Goal of the exercise - Count the lines of the records that contain the string "trunk", where case counts. Reply with the number alone.

____________________

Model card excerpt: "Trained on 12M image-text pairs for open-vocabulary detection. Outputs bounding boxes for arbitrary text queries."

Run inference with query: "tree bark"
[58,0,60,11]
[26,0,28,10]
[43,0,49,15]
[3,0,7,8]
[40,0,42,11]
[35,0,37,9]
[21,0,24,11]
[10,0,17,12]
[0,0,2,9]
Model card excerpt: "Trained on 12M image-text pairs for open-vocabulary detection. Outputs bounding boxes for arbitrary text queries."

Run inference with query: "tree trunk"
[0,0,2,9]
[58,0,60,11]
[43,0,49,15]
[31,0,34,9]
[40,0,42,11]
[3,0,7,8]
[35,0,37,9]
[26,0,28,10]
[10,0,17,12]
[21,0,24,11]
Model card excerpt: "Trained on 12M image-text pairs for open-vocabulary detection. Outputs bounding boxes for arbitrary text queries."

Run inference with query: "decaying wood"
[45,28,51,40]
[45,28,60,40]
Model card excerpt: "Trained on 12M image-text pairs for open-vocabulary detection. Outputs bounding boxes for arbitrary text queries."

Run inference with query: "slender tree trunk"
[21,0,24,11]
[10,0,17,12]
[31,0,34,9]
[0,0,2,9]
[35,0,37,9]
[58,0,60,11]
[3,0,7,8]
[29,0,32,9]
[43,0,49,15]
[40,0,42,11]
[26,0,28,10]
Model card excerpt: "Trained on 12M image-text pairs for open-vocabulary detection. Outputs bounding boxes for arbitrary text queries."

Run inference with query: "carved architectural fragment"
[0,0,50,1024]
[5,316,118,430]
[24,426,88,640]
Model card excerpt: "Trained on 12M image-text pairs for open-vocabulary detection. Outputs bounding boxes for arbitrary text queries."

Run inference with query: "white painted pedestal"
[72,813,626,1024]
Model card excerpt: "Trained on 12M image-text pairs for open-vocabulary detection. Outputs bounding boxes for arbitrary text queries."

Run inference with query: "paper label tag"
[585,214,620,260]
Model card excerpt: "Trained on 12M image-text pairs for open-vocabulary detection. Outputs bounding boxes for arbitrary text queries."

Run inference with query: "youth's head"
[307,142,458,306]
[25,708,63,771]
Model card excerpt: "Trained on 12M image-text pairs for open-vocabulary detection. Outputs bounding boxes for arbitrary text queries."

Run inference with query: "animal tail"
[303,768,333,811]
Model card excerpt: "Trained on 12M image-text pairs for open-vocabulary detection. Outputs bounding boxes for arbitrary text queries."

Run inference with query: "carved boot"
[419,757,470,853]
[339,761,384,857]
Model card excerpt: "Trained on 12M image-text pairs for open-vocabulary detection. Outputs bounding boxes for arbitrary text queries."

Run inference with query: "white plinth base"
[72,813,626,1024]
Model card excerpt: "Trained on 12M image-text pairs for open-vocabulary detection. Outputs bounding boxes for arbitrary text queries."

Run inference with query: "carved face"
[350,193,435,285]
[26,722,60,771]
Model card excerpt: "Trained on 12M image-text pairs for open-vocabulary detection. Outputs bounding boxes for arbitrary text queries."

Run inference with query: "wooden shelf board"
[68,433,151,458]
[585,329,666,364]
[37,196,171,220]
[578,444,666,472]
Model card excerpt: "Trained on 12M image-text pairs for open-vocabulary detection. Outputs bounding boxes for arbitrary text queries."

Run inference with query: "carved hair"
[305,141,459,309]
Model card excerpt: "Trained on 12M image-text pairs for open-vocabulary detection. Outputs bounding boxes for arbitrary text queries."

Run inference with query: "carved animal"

____________________

Finished task - 2